## Information provided
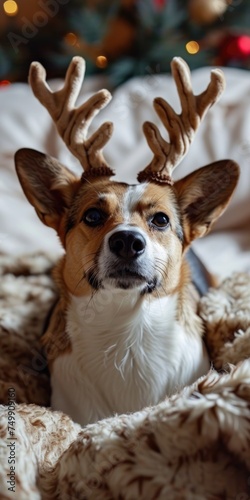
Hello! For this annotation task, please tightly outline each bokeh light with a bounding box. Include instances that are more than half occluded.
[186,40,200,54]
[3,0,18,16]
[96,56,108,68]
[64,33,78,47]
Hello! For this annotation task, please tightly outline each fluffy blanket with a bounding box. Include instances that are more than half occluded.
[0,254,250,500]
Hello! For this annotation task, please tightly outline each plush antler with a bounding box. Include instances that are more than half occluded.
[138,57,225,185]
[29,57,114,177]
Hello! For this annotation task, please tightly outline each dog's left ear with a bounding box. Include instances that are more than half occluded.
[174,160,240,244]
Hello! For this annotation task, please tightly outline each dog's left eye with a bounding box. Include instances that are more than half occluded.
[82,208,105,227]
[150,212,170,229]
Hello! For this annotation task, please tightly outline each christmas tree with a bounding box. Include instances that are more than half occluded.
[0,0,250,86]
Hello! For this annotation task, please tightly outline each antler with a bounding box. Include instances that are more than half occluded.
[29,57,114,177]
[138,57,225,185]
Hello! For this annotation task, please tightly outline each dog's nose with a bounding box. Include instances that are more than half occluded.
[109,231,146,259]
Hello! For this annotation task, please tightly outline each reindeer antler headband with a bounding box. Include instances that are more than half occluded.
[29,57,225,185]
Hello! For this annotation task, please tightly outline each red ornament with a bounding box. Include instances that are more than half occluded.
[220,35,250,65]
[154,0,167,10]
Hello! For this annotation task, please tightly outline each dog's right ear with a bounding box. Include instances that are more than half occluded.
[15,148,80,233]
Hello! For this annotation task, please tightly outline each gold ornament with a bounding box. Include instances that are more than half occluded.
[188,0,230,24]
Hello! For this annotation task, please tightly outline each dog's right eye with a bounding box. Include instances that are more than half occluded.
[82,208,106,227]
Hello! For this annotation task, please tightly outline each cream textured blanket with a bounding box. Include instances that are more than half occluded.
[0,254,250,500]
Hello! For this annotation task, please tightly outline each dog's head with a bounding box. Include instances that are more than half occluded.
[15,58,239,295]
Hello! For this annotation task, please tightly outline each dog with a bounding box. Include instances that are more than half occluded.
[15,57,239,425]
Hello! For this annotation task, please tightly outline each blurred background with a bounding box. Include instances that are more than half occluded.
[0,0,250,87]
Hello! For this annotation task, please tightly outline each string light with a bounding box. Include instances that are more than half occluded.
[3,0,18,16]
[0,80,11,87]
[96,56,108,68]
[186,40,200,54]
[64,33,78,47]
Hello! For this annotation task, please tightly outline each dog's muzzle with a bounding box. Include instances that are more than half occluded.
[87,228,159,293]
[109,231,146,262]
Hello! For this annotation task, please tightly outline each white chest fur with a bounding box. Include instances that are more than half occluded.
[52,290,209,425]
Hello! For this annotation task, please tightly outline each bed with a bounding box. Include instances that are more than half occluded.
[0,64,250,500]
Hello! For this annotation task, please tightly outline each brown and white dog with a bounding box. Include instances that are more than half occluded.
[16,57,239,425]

--

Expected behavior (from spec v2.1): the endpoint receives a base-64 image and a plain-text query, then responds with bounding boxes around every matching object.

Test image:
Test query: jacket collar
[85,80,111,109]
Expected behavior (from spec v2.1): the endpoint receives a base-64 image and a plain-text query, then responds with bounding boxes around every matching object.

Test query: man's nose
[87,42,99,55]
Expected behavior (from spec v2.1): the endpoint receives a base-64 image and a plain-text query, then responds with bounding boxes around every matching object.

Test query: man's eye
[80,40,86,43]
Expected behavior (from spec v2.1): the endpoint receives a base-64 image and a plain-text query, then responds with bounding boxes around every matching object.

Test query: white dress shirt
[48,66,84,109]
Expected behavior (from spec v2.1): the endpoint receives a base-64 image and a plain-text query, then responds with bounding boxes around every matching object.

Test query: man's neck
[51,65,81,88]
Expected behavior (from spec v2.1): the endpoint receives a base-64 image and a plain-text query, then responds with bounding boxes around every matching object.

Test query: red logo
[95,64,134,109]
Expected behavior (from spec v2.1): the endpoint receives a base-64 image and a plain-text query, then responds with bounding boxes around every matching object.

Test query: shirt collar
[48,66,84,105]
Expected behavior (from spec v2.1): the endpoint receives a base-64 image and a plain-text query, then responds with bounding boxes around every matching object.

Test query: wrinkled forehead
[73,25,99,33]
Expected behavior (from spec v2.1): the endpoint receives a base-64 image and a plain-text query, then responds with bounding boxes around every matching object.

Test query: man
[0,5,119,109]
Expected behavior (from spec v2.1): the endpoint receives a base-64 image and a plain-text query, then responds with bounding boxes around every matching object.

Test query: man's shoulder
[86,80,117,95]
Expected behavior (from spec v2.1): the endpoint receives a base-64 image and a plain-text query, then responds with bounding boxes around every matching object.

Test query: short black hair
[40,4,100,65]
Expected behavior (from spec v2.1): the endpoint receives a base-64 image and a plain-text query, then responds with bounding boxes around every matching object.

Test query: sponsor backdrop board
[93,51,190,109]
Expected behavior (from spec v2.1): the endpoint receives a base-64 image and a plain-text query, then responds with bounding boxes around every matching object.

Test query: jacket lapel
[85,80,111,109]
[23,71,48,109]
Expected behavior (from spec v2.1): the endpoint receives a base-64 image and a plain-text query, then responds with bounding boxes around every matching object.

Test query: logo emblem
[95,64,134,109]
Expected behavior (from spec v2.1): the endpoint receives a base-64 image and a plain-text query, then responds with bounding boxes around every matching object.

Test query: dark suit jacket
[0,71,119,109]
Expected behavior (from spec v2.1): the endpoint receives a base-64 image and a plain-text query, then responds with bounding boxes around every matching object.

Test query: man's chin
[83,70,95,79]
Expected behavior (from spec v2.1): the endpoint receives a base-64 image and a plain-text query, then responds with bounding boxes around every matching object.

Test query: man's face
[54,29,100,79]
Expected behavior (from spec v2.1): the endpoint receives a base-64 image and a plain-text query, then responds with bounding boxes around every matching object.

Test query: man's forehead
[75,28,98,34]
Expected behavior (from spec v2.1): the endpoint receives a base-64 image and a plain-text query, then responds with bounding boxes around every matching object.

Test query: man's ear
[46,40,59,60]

## Exercise directions
Rescale the rows from the line containing "outline each reindeer" through the line containing "[29,57,225,185]", repeating every line, request included, with each bounding box coordinate multiplied by 2.15 and rounded to a whole number, halves up. Give only those lines.

## Problem solution
Hello! For this annotation task, please tightly outline each reindeer antler headband with a bounding box. Include instances that are more than half occluded.
[62,123,484,398]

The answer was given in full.